DATA RECORDS

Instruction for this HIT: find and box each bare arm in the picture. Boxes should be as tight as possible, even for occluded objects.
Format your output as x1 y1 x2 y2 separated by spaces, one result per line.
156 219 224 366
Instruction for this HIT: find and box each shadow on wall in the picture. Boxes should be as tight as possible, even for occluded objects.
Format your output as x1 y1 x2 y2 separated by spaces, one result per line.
--
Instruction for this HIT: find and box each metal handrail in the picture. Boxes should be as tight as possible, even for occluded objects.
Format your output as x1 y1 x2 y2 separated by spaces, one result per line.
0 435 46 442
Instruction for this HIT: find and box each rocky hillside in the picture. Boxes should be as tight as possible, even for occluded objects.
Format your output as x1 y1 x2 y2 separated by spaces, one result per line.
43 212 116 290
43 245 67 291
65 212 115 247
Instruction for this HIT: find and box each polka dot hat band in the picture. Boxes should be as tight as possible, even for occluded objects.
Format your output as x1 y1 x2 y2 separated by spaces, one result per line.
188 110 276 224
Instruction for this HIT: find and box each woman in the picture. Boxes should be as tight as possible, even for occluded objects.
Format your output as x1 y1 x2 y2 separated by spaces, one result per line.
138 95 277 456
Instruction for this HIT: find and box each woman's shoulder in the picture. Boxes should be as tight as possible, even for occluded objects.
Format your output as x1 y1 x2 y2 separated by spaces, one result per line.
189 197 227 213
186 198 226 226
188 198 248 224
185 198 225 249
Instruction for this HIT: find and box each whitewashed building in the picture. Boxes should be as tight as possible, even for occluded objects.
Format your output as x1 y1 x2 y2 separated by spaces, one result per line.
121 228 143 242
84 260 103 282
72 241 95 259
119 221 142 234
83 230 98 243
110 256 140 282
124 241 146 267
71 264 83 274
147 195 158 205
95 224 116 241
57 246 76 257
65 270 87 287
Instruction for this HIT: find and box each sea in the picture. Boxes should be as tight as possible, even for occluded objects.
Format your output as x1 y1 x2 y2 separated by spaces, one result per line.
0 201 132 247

WORK TO BE COMPLETED
For this exercise, please output exactly the lines above starting at the line with "Instruction for this HIT: find and box each polka" and ending at the line with "Instruction for this HIT: find and box each woman's", ends included.

EXERCISE SOLUTION
Instruction for this HIT: find and box each polka dot hat band in the picture. Boxes should be as tight as possible, even for occluded objects.
Format your output as x1 y1 x2 y2 separated by spaces, one result per line.
188 110 276 224
Instruction for this HIT: find and box each woman in the picture. Boxes should be as tight as possible, even for occluded objects.
Format your output as x1 y1 x2 y2 separated by spaces, one result per line.
138 95 277 456
Instruction for this HIT: find and box each woman's shoulder in the picture. Boxes should be as tight as possible, even for occluded objects.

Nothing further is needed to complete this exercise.